## GOAL:
Rewrite every item below, substituting "every instance" for each occurrence of "each instance" and leaving everything else unchanged.

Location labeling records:
* START *

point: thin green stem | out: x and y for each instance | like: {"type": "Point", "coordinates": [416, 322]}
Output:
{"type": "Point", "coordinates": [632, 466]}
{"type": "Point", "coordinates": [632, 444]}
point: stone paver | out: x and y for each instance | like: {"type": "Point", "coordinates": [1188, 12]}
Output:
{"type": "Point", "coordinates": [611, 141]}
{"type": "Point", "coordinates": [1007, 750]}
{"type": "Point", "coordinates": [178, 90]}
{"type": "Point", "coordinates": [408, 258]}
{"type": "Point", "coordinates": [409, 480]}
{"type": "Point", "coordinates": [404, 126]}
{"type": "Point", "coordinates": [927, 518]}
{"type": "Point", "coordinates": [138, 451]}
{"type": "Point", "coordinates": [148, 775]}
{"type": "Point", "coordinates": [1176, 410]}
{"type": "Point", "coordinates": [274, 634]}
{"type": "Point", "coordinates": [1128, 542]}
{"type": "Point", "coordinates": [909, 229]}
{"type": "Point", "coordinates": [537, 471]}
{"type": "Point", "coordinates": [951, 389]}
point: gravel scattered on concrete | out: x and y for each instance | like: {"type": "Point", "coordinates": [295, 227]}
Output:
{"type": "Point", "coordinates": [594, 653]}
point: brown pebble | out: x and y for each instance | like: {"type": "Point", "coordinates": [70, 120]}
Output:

* END *

## THE COMPLETED TASK:
point: thin green stem | out: x and y for every instance | like: {"type": "Point", "coordinates": [416, 322]}
Output:
{"type": "Point", "coordinates": [632, 466]}
{"type": "Point", "coordinates": [632, 444]}
point: stone paver | out: x and y for every instance | like: {"type": "Point", "coordinates": [1188, 12]}
Output:
{"type": "Point", "coordinates": [611, 141]}
{"type": "Point", "coordinates": [1007, 750]}
{"type": "Point", "coordinates": [178, 90]}
{"type": "Point", "coordinates": [408, 258]}
{"type": "Point", "coordinates": [409, 480]}
{"type": "Point", "coordinates": [404, 126]}
{"type": "Point", "coordinates": [927, 518]}
{"type": "Point", "coordinates": [138, 451]}
{"type": "Point", "coordinates": [148, 775]}
{"type": "Point", "coordinates": [1176, 410]}
{"type": "Point", "coordinates": [274, 634]}
{"type": "Point", "coordinates": [1128, 542]}
{"type": "Point", "coordinates": [909, 229]}
{"type": "Point", "coordinates": [537, 471]}
{"type": "Point", "coordinates": [951, 389]}
point: gravel scattered on concrete | out: x and y for every instance | like: {"type": "Point", "coordinates": [295, 227]}
Output:
{"type": "Point", "coordinates": [594, 653]}
point: brown pebble | out: x and y for every instance | like: {"type": "Point", "coordinates": [70, 120]}
Output:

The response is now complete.